* [Record set]
>>>

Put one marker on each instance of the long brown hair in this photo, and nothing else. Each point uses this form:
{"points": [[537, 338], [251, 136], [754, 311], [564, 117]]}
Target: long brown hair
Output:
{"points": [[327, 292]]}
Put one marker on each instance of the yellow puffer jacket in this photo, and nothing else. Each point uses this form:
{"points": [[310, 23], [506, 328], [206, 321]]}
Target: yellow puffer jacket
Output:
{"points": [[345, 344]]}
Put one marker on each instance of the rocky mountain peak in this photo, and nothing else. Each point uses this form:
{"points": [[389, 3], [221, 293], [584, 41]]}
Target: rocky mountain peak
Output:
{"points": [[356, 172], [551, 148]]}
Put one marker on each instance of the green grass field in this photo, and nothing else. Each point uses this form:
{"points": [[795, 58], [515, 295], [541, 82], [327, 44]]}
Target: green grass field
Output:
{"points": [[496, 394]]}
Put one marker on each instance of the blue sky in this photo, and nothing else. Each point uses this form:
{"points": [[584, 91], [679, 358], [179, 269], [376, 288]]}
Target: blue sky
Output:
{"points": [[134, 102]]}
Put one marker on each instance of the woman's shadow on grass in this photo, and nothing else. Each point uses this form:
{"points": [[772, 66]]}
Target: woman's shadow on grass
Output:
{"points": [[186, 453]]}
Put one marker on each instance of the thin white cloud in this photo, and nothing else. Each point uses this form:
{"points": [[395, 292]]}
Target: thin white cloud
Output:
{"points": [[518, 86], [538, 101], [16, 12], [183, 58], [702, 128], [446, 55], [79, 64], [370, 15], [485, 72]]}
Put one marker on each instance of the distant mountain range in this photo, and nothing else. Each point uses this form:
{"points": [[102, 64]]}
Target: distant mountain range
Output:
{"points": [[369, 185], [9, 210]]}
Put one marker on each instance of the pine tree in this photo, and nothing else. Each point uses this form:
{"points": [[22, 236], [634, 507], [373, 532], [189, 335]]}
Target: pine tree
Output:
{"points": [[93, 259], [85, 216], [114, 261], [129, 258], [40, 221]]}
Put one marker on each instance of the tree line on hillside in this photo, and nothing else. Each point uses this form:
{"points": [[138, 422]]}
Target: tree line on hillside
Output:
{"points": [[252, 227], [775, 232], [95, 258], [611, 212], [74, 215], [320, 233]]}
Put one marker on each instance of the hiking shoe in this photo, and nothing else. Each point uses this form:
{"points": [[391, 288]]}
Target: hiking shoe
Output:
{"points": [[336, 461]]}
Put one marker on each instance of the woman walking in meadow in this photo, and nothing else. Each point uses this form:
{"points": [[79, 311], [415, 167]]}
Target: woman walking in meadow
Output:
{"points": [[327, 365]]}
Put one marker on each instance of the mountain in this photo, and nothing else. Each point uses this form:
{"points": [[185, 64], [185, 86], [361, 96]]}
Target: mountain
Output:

<<<

* [Task objective]
Print the listing above in its entirety, with every line exact.

* [Worked answer]
Put one marker on each instance of the long brown hair in this photo, and nothing else. Each point uses this form:
{"points": [[537, 338], [251, 136], [754, 311], [564, 117]]}
Target: long brown hair
Output:
{"points": [[327, 292]]}
Put one marker on each instance of the yellow puffer jacket in this photo, and nothing else. Each point uses this form:
{"points": [[310, 23], [506, 328], [206, 321]]}
Target: yellow puffer jacket
Output:
{"points": [[345, 344]]}
Put one marker on each instance of the rocky mountain peak in this photo, and nothing else. Each point uses this form:
{"points": [[389, 3], [221, 293], [584, 41]]}
Target: rocky mountain peak
Output:
{"points": [[356, 172], [551, 148]]}
Put one marker on each instance of the green grass field in this photo, and nothing else. Each point uses this form:
{"points": [[795, 58], [515, 295], [541, 82], [327, 44]]}
Target: green grass field
Output:
{"points": [[496, 394]]}
Put one marker on each instance of the blue sky in this photo, and nothing else. Each point uses this form:
{"points": [[584, 91], [679, 358], [179, 269], [376, 288]]}
Target: blue sky
Output:
{"points": [[134, 102]]}
Put one marker on each instance of the woman's shadow on grass in this photo, and nothing else. Each point uses this form:
{"points": [[772, 66]]}
Target: woman's shadow on grass
Output:
{"points": [[186, 453]]}
Put one marker on each instance of the thin white cloud in this photo, and nothing else. Each point uses this form:
{"points": [[395, 292]]}
Target: thin white cloud
Output:
{"points": [[518, 86], [538, 101], [16, 12], [183, 58], [702, 128], [446, 55], [79, 64], [370, 15], [485, 72]]}
Put one marker on each instance of the distant mountain range in this photo, and nothing else. Each point uses this form:
{"points": [[102, 64]]}
Target: distant mountain range
Output:
{"points": [[369, 185], [9, 210]]}
Put one marker on each instance of the pine tree in this photo, and nothing else. Each point uses this form:
{"points": [[22, 236], [634, 507], [373, 532], [189, 335]]}
Target: pine tree
Output:
{"points": [[93, 259], [85, 216], [114, 261], [129, 258], [40, 221]]}
Put one marker on each instance of the tree line on hillside in this photo, and nothing else. Each point uses this form:
{"points": [[138, 422]]}
Target: tree line on hillside
Output:
{"points": [[252, 227], [775, 232], [95, 258], [611, 212], [74, 215], [320, 233]]}
Put one marker on each instance of the hiking shoe in this photo, and nothing else. Each point uses this form:
{"points": [[391, 288]]}
Target: hiking shoe
Output:
{"points": [[336, 461]]}
Put one marker on each instance of the woman walking in meadow in this photo, and nothing else. Each point uses this form:
{"points": [[79, 311], [415, 167]]}
Target: woman walking in meadow
Output:
{"points": [[327, 365]]}
Put one marker on each instance of the mountain in this photo, and nothing else. Each point uses this form:
{"points": [[185, 64], [185, 86], [361, 96]]}
Target: mountain
Output:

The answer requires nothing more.